(Source data)

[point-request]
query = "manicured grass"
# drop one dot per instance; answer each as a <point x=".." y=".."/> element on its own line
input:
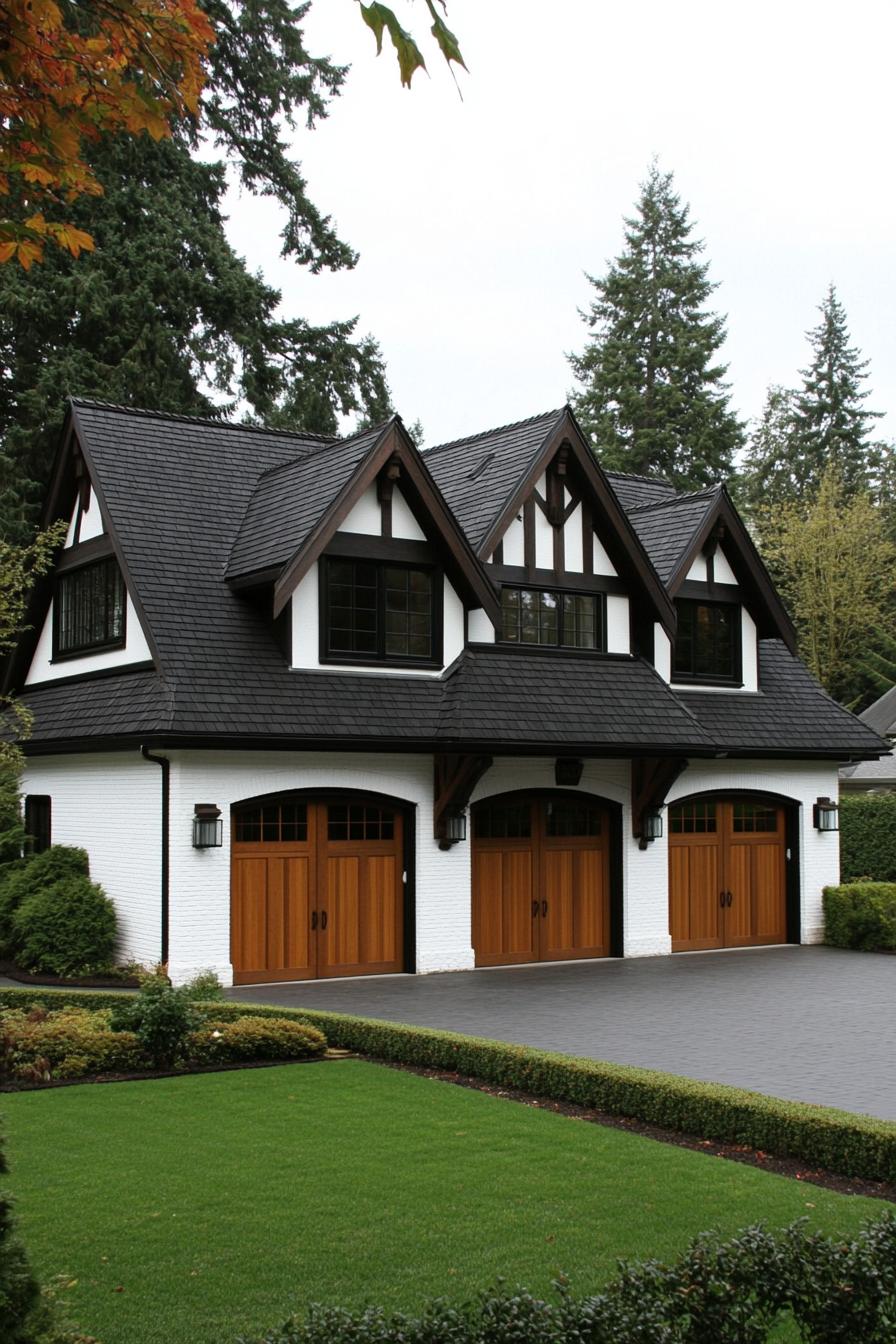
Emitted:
<point x="190" y="1210"/>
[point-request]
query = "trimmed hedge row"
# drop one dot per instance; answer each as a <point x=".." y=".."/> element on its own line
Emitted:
<point x="836" y="1140"/>
<point x="861" y="915"/>
<point x="735" y="1292"/>
<point x="868" y="836"/>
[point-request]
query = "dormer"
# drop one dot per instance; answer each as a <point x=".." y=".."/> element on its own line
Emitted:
<point x="367" y="563"/>
<point x="552" y="536"/>
<point x="90" y="622"/>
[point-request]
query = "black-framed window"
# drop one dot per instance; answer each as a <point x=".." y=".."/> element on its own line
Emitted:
<point x="563" y="620"/>
<point x="707" y="643"/>
<point x="38" y="815"/>
<point x="376" y="612"/>
<point x="89" y="609"/>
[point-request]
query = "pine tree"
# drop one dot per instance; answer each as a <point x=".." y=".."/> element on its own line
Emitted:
<point x="164" y="313"/>
<point x="830" y="425"/>
<point x="652" y="397"/>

OBJECTIVE:
How many lines of the material above contain the string "query"? Give only the number.

EXPECTED OUTPUT:
5